BEGIN

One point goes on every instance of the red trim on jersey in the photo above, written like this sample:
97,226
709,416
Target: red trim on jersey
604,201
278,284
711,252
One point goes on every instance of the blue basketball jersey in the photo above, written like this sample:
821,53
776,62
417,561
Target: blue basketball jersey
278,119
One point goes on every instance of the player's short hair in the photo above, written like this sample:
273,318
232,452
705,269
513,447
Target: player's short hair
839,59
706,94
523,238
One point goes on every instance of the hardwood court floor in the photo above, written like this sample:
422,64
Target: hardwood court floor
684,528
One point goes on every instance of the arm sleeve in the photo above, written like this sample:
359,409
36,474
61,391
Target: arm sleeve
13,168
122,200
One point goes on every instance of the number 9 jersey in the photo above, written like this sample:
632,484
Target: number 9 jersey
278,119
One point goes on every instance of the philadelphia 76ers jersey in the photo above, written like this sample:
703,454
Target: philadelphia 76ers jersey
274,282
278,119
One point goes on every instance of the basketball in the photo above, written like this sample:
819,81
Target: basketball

END

Scale the rows above, from the line that has "One point goes on every instance of the philadelphia" through the last row (both ends included), by writing every line out again, multiplying each answer coordinate by 1.35 and rounding to whole numbers with halves rounded up. Leave all other lines unchanged, including the sample coordinates.

● **OUTPUT OF THE EXERCISE**:
One point goes on every instance of the philadelphia 76ers jersey in the photo above, written like this sample:
703,454
Target: philadelphia 76ers jersey
370,381
375,161
One point goes on every instance of the basketball in the photo above, written like this sample:
819,81
Target: basketball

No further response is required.